Materials provided:
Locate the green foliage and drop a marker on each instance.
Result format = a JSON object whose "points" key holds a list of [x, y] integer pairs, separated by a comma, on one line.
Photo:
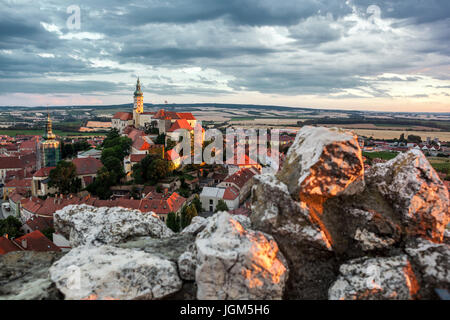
{"points": [[11, 226], [197, 203], [161, 139], [48, 232], [414, 139], [150, 170], [170, 144], [443, 167], [134, 193], [64, 178], [221, 206], [385, 155], [105, 180], [172, 222], [114, 164], [70, 150], [187, 214]]}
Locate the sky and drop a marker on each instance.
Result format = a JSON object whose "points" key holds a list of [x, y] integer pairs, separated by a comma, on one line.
{"points": [[380, 55]]}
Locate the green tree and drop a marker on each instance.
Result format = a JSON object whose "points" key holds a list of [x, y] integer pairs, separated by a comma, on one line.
{"points": [[187, 214], [197, 203], [64, 178], [170, 144], [11, 226], [48, 232], [414, 139], [102, 184], [161, 139], [114, 164], [173, 222], [221, 206], [150, 170]]}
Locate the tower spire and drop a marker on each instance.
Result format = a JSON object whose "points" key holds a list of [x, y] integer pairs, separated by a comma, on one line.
{"points": [[49, 135]]}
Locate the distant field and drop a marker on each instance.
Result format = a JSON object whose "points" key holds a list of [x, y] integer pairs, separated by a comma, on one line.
{"points": [[13, 133], [382, 126], [385, 155], [440, 164], [391, 134]]}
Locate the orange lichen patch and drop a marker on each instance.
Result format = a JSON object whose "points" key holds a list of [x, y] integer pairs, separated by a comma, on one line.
{"points": [[426, 209], [237, 226], [366, 294], [315, 206], [95, 297], [411, 280], [263, 256], [339, 166]]}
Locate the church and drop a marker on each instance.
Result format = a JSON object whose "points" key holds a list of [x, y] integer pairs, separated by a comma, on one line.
{"points": [[162, 121]]}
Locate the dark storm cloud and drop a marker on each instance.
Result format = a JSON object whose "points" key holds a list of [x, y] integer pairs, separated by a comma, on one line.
{"points": [[49, 86], [317, 54], [17, 32], [417, 11], [176, 55], [242, 12]]}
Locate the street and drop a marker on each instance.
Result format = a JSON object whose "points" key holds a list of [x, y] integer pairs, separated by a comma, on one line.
{"points": [[2, 216]]}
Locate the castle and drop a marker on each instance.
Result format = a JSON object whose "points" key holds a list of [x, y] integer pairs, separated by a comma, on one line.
{"points": [[162, 121]]}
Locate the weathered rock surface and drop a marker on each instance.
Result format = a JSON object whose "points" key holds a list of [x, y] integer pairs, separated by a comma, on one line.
{"points": [[432, 262], [323, 211], [321, 164], [375, 279], [416, 193], [108, 272], [83, 225], [321, 228], [235, 263], [24, 276], [197, 224]]}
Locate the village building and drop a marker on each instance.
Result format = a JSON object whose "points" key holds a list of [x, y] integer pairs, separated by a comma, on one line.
{"points": [[241, 180]]}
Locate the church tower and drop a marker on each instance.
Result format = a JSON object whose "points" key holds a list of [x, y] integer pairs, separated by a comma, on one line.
{"points": [[138, 108], [49, 151]]}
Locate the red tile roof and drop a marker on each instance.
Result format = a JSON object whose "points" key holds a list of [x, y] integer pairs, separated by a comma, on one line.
{"points": [[172, 155], [15, 197], [124, 116], [43, 172], [231, 193], [141, 144], [134, 134], [7, 246], [162, 205], [88, 180], [87, 165], [134, 158], [166, 115], [19, 183], [36, 241], [186, 115], [241, 177], [39, 223], [180, 124], [11, 163], [29, 144]]}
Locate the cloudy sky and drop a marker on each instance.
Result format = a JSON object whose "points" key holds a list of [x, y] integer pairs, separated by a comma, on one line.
{"points": [[356, 54]]}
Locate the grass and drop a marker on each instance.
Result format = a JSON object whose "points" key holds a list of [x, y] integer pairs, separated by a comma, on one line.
{"points": [[242, 118], [440, 164], [13, 132], [385, 155]]}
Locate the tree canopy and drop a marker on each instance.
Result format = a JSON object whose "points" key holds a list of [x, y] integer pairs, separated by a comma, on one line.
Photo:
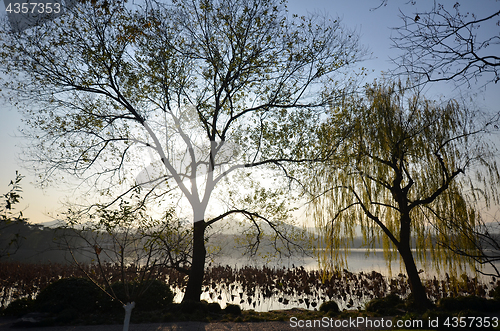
{"points": [[107, 81], [449, 44], [407, 171]]}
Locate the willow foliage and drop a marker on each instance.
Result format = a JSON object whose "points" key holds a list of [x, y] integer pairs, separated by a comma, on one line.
{"points": [[401, 163]]}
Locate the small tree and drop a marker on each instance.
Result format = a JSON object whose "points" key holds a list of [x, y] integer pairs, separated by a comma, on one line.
{"points": [[134, 245], [400, 171], [9, 235]]}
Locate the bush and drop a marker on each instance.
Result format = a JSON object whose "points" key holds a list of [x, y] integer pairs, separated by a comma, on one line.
{"points": [[329, 306], [466, 303], [71, 293], [232, 309], [148, 296], [385, 306], [214, 307], [19, 307]]}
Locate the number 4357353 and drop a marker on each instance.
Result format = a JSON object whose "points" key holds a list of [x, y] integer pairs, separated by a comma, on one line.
{"points": [[34, 8]]}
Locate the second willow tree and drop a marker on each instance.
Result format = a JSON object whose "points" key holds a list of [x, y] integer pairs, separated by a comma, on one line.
{"points": [[406, 170]]}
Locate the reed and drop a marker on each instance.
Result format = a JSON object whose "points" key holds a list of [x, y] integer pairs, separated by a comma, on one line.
{"points": [[264, 288]]}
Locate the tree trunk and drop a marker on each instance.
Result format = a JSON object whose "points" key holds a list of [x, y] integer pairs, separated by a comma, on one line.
{"points": [[420, 301], [193, 289], [417, 289]]}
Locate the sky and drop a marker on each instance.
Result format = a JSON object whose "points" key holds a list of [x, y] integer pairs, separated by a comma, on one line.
{"points": [[373, 26]]}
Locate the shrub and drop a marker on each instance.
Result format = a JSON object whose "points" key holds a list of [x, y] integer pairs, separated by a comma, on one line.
{"points": [[148, 296], [19, 307], [329, 306], [232, 309], [214, 307], [71, 293], [385, 306], [466, 303]]}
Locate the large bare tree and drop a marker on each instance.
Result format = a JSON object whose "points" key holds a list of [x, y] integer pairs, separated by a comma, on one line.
{"points": [[181, 81], [448, 43]]}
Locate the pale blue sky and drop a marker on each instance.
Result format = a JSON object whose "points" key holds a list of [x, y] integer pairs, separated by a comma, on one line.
{"points": [[373, 27]]}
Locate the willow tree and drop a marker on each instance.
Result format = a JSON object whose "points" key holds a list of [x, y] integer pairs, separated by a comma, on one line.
{"points": [[108, 83], [400, 171]]}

Try it:
A word-for-word reprint of the listing above is needed, minus the pictures.

Problem solution:
Locate the green foliage and drop a marker on each instance.
Result format = a JSON object whose "points" key holds a list of [x, y] integer pairs, separated by a comma, on one line.
Photo:
{"points": [[11, 226], [197, 203], [161, 139], [48, 232], [414, 139], [150, 170], [170, 144], [443, 167], [134, 193], [64, 178], [221, 206], [385, 155], [105, 180], [172, 222], [114, 164], [70, 150], [187, 214]]}
Locate the sky and drop a marker on each instance.
Result format = a JSON object whose "points" key holds a list of [x, y] integer pairs, separated by a comma, on one line.
{"points": [[380, 55]]}
Locate the green tree and drop a marker on each instance.
Result format = a JSON object whose "points" key holds a list of [x, y] integer pairs, separated by a comma, on one line.
{"points": [[187, 214], [197, 203], [64, 178], [170, 144], [11, 226], [48, 232], [414, 139], [102, 184], [161, 139], [114, 164], [173, 222], [221, 206], [150, 170]]}
Locate the tower spire and drop a marker on each instance.
Result format = a JSON object whose "points" key holds a list of [x, y] integer pairs, separated by a comma, on one line.
{"points": [[49, 135]]}
Locate the distant field and drop a marker on each instance.
Result format = a JSON object whose "points" key holds a list of [x, y] integer pairs, separated by a comma, on one line.
{"points": [[13, 133], [382, 126], [385, 155], [440, 164], [391, 134]]}
Locate the orange lichen patch and drop a marker on each instance.
Result format = a JSON object whose "points" key holds a list of [x, y] integer pairs, separated by a comma, on one line.
{"points": [[426, 209], [237, 226], [366, 294], [315, 206], [95, 297], [411, 280], [263, 256], [339, 166]]}
Locate the church and drop a marker on each instance.
Result format = a JSON object whose "points" key holds a list of [x, y] integer pairs, separated by a comma, on one line.
{"points": [[162, 121]]}
Locate the dark storm cloud and drop a marker on each instance.
Result format = a JSON object whose "points" key holds a list of [x, y] integer pairs, separated by a comma, on one line.
{"points": [[49, 86], [317, 54], [17, 32], [417, 11], [176, 55], [242, 12]]}
Locate the street and drop a marker on each instance.
Result format = a JSON object whose "points" key holds a list of [x, y] integer pairs, separated by a comma, on one line.
{"points": [[2, 216]]}
Locate the castle and drop a marker on each instance.
Result format = a JSON object whose "points" key holds a list of [x, y] integer pairs, separated by a comma, on one line.
{"points": [[162, 121]]}
Locate the weathered rock surface and drop a marker on each instance.
Result format = a JSON object whose "points" key holds a list of [x, y] integer pairs, separated by a comma, on one line.
{"points": [[432, 262], [323, 211], [321, 164], [375, 279], [416, 193], [108, 272], [83, 225], [321, 228], [235, 263], [24, 276], [197, 224]]}
Locate the village building and drop a marker on each instance.
Result format = a JSON object whose "points" key holds a list of [x, y] integer pairs, separated by a comma, on one line.
{"points": [[241, 180]]}
Locate the church tower and drop a marker on each instance.
Result format = a JSON object whose "points" key holds a list of [x, y] integer pairs, separated by a comma, on one line.
{"points": [[138, 108], [49, 151]]}
Locate the red tile roof and drop a marker on each instance.
Result format = a JSON object whose "points" key holds a list of [x, y] integer pairs, separated by a comma, on one line.
{"points": [[172, 155], [15, 197], [124, 116], [43, 172], [231, 193], [141, 144], [134, 134], [7, 246], [162, 205], [88, 180], [87, 165], [134, 158], [166, 115], [19, 183], [36, 241], [186, 115], [241, 177], [39, 223], [180, 124], [11, 163], [29, 144]]}
Locate the cloudy sky and drop a marker on each instance.
Result format = a JSON object whose "points" key holds a list of [x, y] integer pairs, separated by a comma, on one line.
{"points": [[356, 54]]}
Locate the grass and drop a marker on each instance.
Result format = a JSON object whose "points" key holds a list of [x, y] integer pairs, separated by a comma, on one line.
{"points": [[242, 118], [440, 164], [13, 132], [385, 155]]}
Locate the tree canopy and drop a marker on each instance.
Result format = a JSON object whose "points" key holds a list of [x, y] integer pairs, separated by a comma, on one line.
Photo:
{"points": [[107, 81], [449, 44], [407, 171]]}
Locate the willow foliage and drop a marker on each instance.
Result format = a JSON object whose "points" key holds a list of [x, y] integer pairs, separated by a comma, on one line.
{"points": [[401, 163]]}
Locate the small tree and drop a marker on each instance.
Result format = a JSON object whose "points" key holds a list of [x, y] integer pairs, separated by a comma, on one line.
{"points": [[134, 245], [400, 171], [9, 235]]}
Locate the bush and drop a marker on each instance.
Result format = a JSON object whose "points" key holds a list of [x, y] integer pairs, separated by a comma, on one line.
{"points": [[329, 306], [466, 303], [71, 293], [232, 309], [148, 296], [385, 306], [214, 307], [19, 307]]}
Locate the number 4357353 and drop a marker on each instance.
Result format = a JSON object whose "points" key holds a list of [x, y] integer pairs, separated by a comma, on one line.
{"points": [[34, 8]]}
Locate the second willow tree and drop a marker on each instance.
Result format = a JSON object whose "points" key holds a list of [x, y] integer pairs, separated by a comma, on one line.
{"points": [[406, 170]]}
Locate the reed and drop a marker on each instance.
Result format = a JSON object whose "points" key holds a list of [x, y] integer pairs, separated by a comma, on one line.
{"points": [[264, 288]]}
Locate the tree trunk and drop a marker on each instance.
Result format = a JSON object whose "points" key holds a list of [x, y] integer pairs, separated by a comma, on one line.
{"points": [[420, 301], [193, 289], [417, 289]]}
Locate the sky and drop a marker on each instance.
Result format = a JSON object whose "points" key holds a list of [x, y] integer pairs, separated by a comma, on one line.
{"points": [[373, 26]]}
Locate the shrub and drop a marker on each instance.
Result format = a JSON object whose "points" key holds a list of [x, y] integer pairs, separated by a comma, on one line.
{"points": [[148, 296], [19, 307], [329, 306], [232, 309], [214, 307], [71, 293], [385, 306], [466, 303]]}
Locate the large bare tree and drop a marker on each instance.
Result format = a JSON object whose "points" key holds a list of [x, y] integer pairs, separated by a comma, on one line.
{"points": [[181, 81], [448, 43]]}
Locate the pale blue sky and drop a marker on each instance.
Result format = a JSON object whose "points" key holds a list of [x, y] integer pairs, separated by a comma, on one line.
{"points": [[373, 27]]}
Locate the willow tree and drop a marker on each instance.
Result format = a JSON object whose "points" key holds a list of [x, y] integer pairs, separated by a comma, on one line.
{"points": [[108, 83], [400, 171]]}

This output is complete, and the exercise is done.